### Text for analysis

In the years since September 11th, the amount of money the United States has spent on counterterrorism programs has dramatically increased— both in the government and in the private sector. With all the resources that we have invested in countering terrorism it is important to be able to assess the effectiveness of these programs. Despite the attention this issue has received in academic and policy circles it is still very difficult to answer the question: Is a given counterterrorism program effective?
There are (at least) four challenges to that need to be addressed in order to improve our ability to assess the effectiveness of counterterrorism programs. First, counterterrorism is a very broad term and it can be difficult to determine what counts as a counter-terrorist action.
Second, because many important counterterrorism programs are sensitive or classified, it is very difficult to gather reliable counterterrorism data.

######
### Given data

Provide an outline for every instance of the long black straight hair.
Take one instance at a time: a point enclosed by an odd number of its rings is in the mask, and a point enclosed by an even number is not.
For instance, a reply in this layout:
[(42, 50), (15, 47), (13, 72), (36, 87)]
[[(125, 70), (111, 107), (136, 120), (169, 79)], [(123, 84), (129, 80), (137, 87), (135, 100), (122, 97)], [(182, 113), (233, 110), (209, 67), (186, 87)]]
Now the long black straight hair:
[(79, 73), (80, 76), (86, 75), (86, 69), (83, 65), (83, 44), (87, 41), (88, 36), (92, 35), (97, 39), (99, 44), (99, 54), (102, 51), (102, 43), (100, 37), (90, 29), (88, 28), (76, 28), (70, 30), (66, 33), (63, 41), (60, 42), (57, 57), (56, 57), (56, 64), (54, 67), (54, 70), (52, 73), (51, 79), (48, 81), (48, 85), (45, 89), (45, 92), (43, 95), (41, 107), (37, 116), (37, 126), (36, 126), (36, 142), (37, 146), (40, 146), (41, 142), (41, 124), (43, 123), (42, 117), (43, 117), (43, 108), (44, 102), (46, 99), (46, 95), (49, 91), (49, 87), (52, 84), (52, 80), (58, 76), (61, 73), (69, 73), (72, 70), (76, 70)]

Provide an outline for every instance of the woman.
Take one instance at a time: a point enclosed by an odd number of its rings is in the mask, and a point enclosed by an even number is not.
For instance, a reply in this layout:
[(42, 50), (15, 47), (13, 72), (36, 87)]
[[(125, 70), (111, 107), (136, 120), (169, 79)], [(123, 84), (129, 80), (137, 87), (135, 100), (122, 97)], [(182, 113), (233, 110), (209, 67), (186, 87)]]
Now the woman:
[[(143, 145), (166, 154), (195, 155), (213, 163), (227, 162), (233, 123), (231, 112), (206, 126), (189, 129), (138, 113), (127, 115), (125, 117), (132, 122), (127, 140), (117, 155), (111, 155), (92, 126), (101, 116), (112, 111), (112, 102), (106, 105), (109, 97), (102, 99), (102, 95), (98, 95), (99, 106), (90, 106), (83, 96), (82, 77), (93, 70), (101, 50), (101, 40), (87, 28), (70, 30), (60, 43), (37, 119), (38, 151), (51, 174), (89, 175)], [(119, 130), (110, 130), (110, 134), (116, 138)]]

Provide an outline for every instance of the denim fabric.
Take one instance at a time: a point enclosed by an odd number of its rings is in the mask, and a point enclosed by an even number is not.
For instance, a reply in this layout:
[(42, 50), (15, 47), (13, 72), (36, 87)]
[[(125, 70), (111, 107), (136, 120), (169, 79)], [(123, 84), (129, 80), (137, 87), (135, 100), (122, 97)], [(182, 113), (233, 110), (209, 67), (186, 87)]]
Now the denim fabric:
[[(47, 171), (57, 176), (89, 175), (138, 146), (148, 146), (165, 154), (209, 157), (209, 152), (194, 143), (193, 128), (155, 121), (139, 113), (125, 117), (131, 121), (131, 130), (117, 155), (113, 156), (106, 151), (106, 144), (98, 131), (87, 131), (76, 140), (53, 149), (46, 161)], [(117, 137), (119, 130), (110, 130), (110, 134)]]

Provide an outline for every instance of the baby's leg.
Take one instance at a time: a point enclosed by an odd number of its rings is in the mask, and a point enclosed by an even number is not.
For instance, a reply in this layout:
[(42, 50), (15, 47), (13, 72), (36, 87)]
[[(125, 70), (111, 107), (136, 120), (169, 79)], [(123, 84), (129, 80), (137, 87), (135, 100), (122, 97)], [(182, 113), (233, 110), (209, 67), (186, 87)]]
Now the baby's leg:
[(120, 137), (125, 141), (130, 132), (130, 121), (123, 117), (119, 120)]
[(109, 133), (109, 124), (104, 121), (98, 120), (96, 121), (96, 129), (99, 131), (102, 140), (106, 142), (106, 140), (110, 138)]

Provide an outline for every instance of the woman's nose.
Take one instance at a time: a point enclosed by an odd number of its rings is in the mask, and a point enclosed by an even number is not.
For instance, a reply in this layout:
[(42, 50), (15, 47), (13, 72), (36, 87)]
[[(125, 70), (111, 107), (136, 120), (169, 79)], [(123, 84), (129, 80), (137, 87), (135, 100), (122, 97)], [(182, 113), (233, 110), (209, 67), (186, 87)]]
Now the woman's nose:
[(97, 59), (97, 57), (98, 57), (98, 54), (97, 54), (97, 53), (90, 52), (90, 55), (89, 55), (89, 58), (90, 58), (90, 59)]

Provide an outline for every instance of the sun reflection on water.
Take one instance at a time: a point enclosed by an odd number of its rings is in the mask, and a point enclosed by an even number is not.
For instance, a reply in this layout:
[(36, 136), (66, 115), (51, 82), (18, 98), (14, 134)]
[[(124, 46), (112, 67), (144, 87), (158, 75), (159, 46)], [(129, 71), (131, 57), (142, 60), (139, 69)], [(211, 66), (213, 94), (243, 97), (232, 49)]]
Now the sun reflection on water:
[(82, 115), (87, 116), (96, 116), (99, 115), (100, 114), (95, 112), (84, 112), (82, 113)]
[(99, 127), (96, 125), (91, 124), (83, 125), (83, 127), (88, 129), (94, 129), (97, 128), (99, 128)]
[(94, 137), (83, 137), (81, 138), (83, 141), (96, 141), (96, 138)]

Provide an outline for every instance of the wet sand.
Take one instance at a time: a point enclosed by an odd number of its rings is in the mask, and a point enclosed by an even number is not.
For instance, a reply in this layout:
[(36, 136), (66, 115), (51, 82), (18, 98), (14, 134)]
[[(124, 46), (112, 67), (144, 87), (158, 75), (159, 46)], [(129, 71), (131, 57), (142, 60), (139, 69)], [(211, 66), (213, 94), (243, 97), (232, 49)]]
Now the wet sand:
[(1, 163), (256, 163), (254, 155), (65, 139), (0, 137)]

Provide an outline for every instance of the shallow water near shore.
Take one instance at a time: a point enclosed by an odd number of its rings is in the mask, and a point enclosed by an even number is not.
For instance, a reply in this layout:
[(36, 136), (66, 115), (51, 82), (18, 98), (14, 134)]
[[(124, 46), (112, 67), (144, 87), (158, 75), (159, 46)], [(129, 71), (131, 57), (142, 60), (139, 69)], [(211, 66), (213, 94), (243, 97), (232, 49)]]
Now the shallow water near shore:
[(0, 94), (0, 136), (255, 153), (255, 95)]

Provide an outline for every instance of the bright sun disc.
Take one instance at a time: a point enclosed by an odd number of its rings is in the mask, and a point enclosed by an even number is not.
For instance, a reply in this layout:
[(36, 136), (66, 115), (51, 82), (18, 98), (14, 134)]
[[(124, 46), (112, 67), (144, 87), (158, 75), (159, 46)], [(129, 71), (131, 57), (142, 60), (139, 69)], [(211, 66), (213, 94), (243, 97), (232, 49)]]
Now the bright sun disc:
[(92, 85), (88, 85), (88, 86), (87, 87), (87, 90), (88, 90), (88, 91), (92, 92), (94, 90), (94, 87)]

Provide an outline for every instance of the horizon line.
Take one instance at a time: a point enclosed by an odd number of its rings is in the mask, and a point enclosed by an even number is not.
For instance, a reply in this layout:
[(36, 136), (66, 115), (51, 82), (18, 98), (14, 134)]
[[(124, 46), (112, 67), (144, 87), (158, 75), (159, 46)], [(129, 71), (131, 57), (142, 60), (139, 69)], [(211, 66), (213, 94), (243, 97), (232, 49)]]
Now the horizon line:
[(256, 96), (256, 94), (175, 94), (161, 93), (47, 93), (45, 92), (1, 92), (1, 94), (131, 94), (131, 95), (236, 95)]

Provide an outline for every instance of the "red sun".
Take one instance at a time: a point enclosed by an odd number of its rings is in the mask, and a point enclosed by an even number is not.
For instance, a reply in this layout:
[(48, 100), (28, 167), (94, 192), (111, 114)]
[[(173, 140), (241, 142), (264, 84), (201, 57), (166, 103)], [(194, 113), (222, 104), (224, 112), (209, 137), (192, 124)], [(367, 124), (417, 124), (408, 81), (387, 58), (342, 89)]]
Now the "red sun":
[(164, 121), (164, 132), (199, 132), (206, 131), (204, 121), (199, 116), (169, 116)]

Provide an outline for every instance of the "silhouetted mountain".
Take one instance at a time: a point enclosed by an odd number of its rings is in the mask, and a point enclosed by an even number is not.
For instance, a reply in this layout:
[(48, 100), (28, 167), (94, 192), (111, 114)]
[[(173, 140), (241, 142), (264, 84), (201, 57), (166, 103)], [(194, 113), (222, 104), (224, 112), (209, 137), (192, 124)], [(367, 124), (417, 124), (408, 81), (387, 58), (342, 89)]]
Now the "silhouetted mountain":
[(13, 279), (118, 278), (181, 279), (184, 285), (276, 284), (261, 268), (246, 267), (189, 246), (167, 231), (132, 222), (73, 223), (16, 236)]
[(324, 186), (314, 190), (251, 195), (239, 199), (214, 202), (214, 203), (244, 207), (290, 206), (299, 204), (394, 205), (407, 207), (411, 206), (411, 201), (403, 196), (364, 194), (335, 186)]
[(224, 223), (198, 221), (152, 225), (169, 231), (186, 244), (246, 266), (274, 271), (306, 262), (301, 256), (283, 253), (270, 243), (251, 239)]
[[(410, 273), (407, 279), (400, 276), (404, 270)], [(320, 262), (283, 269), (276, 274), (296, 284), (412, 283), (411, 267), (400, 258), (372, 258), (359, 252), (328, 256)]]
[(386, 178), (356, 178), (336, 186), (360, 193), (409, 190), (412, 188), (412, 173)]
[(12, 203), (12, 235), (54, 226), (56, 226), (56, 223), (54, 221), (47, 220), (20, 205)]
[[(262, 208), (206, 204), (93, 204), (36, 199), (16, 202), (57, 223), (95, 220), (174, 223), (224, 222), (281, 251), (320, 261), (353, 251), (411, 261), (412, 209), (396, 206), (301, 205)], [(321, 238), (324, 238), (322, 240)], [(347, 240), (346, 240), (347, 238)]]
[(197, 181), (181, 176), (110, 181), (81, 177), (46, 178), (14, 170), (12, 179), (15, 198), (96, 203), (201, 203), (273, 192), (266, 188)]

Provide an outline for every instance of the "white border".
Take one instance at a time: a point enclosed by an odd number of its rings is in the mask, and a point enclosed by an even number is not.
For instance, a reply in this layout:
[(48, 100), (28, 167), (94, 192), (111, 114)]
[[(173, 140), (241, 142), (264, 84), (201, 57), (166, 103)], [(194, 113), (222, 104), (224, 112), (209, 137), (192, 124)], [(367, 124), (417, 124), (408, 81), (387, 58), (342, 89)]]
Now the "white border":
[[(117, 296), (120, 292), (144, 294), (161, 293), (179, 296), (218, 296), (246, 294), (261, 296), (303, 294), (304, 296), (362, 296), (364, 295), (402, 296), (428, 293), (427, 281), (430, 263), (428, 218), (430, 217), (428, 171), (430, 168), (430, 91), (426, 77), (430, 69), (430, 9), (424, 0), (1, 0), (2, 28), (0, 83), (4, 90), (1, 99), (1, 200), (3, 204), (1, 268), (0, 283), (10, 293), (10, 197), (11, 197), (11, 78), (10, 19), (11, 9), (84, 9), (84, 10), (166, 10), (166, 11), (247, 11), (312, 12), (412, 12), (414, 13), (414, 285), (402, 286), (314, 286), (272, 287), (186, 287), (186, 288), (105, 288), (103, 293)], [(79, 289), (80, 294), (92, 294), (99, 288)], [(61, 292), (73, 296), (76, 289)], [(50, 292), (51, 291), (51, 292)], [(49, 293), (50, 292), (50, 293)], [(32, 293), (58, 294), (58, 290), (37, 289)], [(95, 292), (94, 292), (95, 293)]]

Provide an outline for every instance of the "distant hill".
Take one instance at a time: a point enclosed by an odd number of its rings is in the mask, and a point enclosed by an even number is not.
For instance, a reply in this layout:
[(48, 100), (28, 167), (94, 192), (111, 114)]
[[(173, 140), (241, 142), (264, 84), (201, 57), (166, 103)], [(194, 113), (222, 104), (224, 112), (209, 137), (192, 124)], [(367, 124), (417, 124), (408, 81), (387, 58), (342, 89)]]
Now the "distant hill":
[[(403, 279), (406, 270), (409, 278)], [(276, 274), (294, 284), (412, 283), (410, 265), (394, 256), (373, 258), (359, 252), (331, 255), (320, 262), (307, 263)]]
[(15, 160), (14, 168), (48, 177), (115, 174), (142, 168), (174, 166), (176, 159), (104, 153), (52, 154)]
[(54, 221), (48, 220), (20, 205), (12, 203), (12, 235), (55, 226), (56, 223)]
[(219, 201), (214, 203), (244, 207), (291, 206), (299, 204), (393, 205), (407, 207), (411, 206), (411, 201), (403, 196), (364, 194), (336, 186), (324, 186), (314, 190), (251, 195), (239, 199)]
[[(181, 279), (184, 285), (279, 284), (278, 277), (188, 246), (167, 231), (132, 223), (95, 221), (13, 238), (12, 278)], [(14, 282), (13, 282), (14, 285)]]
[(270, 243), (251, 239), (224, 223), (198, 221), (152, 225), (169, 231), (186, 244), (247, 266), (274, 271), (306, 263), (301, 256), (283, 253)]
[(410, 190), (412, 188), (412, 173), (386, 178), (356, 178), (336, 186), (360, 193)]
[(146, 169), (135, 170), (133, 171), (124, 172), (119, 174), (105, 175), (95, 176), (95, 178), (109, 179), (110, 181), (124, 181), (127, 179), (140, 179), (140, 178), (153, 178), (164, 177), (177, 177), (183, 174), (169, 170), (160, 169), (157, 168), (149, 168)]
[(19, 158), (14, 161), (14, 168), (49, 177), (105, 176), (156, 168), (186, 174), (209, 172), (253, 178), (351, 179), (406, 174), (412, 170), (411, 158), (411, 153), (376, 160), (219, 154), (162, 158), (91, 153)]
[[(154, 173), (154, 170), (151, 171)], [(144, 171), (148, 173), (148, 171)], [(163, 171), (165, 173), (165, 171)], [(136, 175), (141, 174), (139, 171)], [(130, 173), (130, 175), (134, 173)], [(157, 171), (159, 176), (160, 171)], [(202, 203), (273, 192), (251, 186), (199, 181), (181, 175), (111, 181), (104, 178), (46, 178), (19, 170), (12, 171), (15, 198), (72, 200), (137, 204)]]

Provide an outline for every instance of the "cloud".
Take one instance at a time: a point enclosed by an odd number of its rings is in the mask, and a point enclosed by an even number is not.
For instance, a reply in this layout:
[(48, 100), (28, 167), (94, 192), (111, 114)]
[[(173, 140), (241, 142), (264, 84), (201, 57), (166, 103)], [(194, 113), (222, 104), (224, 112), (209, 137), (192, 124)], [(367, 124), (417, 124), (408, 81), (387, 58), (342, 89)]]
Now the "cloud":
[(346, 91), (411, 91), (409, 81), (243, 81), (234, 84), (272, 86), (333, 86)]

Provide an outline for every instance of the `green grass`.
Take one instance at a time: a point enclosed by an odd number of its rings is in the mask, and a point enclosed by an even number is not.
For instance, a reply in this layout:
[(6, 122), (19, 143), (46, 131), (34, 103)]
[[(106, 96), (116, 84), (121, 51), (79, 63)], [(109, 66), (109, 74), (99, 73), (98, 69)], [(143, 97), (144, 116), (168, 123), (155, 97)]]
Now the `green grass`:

######

**What you need to do:**
From the text on counterterrorism programs, write out word for word the part starting with "In the years" and going on through "a counter-terrorist action.".

**Reply to the task:**
In the years since September 11th, the amount of money the United States has spent on counterterrorism programs has dramatically increased— both in the government and in the private sector. With all the resources that we have invested in countering terrorism it is important to be able to assess the effectiveness of these programs. Despite the attention this issue has received in academic and policy circles it is still very difficult to answer the question: Is a given counterterrorism program effective?
There are (at least) four challenges to that need to be addressed in order to improve our ability to assess the effectiveness of counterterrorism programs. First, counterterrorism is a very broad term and it can be difficult to determine what counts as a counter-terrorist action.